[Stored data entries]
★ ★ ★ ★
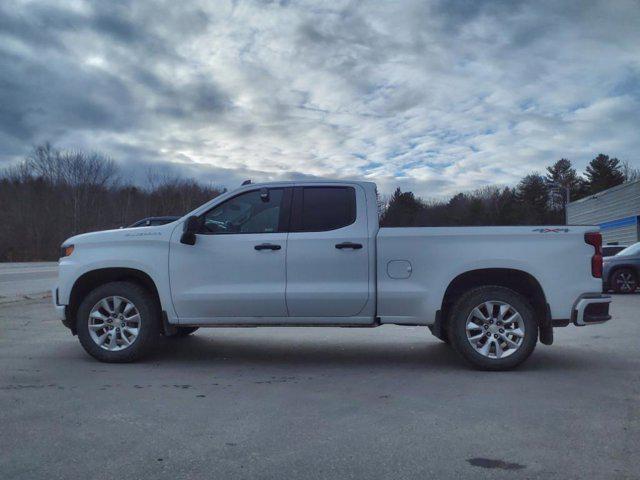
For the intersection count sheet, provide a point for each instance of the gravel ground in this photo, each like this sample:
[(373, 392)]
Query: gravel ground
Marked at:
[(314, 403)]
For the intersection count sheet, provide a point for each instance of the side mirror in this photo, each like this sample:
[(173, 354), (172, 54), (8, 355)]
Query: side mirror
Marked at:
[(189, 230)]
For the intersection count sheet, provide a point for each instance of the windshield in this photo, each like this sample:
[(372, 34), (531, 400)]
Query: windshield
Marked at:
[(630, 250)]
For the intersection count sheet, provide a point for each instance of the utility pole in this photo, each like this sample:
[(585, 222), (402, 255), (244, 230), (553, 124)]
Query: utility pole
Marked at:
[(567, 199)]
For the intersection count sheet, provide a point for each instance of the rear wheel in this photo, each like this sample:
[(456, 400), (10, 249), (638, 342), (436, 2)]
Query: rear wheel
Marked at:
[(493, 328), (624, 280), (118, 322)]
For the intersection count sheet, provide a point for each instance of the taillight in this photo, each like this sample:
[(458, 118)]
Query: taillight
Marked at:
[(595, 239)]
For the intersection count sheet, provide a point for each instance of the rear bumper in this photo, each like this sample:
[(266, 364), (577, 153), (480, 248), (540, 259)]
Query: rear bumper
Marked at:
[(590, 309)]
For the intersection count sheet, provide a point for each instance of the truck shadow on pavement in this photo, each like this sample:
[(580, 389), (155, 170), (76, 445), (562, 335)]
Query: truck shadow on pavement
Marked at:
[(241, 351), (204, 348)]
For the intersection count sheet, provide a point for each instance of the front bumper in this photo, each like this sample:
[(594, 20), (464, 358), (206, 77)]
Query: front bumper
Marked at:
[(61, 310), (590, 309)]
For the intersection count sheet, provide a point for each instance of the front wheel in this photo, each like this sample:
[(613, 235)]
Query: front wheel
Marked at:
[(493, 328), (118, 322)]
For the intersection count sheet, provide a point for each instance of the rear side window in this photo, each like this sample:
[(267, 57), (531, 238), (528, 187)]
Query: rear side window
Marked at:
[(327, 208)]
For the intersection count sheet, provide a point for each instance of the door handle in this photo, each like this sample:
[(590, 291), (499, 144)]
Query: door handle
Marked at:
[(267, 246), (354, 246)]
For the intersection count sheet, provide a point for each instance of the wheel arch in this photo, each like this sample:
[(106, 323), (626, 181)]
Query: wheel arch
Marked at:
[(517, 280), (94, 278)]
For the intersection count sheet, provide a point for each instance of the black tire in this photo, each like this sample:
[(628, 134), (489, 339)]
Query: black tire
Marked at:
[(444, 335), (460, 312), (149, 326), (182, 332), (624, 280)]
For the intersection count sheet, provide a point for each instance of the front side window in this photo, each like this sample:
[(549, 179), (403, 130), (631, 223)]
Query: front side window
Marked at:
[(327, 208), (257, 211)]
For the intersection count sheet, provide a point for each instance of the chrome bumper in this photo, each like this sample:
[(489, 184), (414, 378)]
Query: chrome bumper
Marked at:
[(590, 309)]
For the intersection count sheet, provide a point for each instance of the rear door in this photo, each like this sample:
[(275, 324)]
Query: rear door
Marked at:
[(328, 252)]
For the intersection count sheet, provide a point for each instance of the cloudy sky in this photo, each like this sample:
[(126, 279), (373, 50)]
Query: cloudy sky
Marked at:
[(433, 96)]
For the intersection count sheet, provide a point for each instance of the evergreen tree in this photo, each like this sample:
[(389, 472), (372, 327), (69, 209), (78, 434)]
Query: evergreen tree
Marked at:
[(533, 198), (563, 174), (604, 172), (402, 210)]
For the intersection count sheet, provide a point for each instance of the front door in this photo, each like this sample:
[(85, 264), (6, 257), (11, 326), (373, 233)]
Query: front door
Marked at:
[(237, 266)]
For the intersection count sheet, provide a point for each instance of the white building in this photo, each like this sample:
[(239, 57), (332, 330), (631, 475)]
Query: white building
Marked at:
[(615, 210)]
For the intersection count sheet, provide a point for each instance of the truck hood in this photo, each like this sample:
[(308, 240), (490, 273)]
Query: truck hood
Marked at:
[(120, 234)]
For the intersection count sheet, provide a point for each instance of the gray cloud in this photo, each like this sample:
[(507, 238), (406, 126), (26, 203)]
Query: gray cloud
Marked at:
[(434, 96)]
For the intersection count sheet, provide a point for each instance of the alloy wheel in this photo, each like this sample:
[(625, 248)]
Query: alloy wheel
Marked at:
[(114, 323), (495, 329)]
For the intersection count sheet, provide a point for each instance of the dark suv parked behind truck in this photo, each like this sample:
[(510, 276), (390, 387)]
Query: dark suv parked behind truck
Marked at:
[(621, 272)]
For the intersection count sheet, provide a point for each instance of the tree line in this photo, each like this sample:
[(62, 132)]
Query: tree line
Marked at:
[(54, 194), (537, 199)]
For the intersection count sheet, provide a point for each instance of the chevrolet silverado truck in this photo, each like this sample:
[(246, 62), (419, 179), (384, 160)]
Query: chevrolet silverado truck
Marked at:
[(313, 254)]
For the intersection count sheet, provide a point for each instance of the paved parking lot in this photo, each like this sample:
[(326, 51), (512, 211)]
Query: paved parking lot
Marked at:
[(19, 281), (301, 403)]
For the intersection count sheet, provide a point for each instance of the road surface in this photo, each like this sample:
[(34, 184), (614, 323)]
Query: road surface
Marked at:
[(26, 280)]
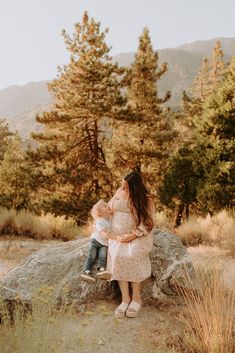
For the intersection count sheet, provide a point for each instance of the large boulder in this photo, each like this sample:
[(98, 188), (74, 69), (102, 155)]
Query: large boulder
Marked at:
[(60, 266)]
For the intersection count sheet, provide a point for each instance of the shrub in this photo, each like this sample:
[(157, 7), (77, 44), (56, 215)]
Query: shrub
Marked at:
[(211, 230), (210, 314), (46, 226)]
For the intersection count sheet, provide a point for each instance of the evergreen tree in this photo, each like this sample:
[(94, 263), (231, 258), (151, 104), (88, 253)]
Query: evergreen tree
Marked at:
[(15, 177), (206, 81), (142, 137), (216, 144), (87, 95), (181, 189), (4, 137)]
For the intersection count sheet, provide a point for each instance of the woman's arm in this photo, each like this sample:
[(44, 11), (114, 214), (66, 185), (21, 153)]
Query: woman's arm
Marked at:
[(142, 230)]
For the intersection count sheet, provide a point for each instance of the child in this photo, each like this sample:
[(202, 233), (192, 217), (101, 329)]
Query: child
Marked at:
[(101, 213)]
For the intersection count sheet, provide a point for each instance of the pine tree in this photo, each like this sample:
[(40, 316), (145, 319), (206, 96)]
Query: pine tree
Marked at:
[(87, 96), (175, 192), (16, 177), (4, 137), (180, 185), (206, 81), (216, 144), (141, 138)]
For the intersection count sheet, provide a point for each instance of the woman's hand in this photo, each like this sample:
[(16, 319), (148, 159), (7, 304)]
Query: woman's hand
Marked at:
[(126, 238), (108, 235)]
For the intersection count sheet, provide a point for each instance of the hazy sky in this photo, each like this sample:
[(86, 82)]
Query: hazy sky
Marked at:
[(32, 45)]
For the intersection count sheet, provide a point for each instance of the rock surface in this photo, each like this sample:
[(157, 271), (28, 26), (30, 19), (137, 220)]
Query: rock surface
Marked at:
[(60, 266)]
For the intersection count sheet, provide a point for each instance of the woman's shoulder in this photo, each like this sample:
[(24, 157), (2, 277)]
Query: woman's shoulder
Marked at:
[(120, 194)]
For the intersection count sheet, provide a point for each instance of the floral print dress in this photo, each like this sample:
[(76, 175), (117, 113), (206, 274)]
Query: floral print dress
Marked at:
[(128, 261)]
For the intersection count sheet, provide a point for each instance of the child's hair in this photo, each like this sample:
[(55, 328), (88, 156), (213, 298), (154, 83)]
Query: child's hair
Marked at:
[(96, 208)]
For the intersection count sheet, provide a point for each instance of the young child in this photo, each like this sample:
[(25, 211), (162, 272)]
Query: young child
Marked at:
[(101, 213)]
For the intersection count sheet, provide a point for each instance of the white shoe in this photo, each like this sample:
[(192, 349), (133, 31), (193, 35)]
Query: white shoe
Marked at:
[(133, 309), (121, 310), (103, 275), (88, 277)]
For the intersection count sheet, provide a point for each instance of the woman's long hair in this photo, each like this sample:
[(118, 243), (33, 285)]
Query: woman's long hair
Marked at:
[(139, 199)]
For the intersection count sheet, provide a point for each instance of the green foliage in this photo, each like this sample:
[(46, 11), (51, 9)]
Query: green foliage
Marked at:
[(16, 177), (179, 188), (4, 137), (72, 154), (217, 144), (204, 173), (142, 137)]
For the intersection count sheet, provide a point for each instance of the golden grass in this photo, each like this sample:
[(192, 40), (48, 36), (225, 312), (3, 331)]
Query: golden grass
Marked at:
[(211, 230), (210, 314), (46, 226), (39, 331)]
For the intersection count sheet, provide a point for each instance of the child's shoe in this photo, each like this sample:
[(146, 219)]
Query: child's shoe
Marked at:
[(103, 274), (87, 276)]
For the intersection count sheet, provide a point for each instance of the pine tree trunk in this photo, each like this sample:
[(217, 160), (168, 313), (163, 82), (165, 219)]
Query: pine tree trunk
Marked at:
[(179, 215)]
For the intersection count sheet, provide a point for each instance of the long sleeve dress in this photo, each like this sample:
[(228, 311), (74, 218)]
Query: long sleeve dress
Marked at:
[(128, 261)]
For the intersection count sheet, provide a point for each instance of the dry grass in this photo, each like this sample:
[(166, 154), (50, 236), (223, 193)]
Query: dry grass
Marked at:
[(212, 230), (46, 226), (210, 314), (37, 331), (162, 221)]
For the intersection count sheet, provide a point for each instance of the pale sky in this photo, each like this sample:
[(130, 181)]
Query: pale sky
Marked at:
[(30, 30)]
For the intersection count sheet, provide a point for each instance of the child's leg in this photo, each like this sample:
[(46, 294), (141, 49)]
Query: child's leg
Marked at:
[(102, 256), (92, 254)]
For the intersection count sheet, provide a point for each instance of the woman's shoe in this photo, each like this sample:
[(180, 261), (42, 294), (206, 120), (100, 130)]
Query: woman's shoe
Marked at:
[(121, 310), (103, 275), (133, 309), (87, 276)]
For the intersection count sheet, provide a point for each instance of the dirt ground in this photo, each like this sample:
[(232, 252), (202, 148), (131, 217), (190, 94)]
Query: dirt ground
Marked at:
[(95, 329)]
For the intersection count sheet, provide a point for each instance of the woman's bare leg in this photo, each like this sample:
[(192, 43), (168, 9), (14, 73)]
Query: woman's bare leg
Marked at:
[(136, 296), (124, 287)]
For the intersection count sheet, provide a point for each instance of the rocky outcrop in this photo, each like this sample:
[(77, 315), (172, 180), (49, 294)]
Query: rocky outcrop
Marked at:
[(60, 266)]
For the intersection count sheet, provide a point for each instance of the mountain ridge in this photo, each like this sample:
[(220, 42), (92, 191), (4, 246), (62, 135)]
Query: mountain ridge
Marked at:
[(20, 104)]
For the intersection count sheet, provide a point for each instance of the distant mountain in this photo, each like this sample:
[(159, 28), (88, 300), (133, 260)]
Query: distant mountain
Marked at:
[(20, 104)]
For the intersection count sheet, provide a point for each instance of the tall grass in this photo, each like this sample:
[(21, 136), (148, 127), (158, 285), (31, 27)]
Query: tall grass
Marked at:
[(212, 230), (46, 226), (210, 314)]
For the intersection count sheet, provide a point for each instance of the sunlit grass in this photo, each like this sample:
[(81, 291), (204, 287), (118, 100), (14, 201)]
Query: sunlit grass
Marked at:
[(210, 314), (46, 226), (40, 330)]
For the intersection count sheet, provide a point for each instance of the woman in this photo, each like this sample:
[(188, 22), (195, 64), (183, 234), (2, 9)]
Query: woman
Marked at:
[(131, 241)]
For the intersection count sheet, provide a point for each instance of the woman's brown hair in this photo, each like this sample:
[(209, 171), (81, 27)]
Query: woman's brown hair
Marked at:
[(140, 200)]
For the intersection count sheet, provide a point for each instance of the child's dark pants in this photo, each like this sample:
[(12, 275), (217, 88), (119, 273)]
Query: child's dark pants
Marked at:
[(95, 249)]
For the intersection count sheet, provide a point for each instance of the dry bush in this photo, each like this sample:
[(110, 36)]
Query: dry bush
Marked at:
[(7, 220), (162, 221), (210, 314), (212, 230), (46, 226), (56, 227), (40, 330)]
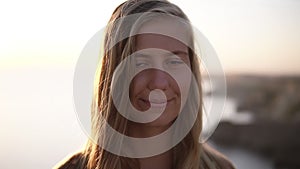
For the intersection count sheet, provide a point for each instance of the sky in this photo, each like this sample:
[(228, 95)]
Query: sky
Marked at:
[(40, 43), (258, 36)]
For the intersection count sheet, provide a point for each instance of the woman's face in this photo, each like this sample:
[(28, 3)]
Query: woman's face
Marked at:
[(162, 63)]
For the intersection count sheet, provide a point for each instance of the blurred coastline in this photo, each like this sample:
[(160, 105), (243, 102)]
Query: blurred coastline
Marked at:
[(273, 133)]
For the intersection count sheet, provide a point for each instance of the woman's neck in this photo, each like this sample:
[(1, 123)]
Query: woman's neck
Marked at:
[(161, 161)]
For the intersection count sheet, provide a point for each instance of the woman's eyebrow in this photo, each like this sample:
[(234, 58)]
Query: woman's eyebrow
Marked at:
[(179, 53)]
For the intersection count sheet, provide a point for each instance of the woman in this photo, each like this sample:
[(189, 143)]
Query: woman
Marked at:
[(149, 49)]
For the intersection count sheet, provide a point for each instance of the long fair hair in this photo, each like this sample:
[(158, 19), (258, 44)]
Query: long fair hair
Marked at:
[(186, 154)]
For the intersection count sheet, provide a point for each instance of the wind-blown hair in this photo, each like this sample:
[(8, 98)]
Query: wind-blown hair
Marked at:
[(186, 154), (119, 43)]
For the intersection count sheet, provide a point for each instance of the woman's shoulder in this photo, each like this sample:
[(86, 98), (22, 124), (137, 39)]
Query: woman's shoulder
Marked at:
[(74, 161), (212, 157)]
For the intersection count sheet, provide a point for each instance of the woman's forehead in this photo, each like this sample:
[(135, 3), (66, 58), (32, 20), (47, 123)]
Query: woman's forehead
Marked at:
[(157, 41), (166, 30)]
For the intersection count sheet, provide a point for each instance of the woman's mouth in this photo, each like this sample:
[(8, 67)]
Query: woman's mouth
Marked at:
[(155, 103)]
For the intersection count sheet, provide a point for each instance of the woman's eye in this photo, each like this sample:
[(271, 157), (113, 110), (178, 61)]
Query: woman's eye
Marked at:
[(175, 62), (141, 64)]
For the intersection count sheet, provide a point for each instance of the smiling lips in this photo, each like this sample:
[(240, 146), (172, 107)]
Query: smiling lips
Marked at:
[(156, 103)]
★ ★ ★ ★
> Directions
Of the lines above, show those in which "blurred" appears.

> Answer section
For the intersection count sheet, provide a point for each instance of the blurred coastline in this photo, each like this sample:
Query: blurred coastline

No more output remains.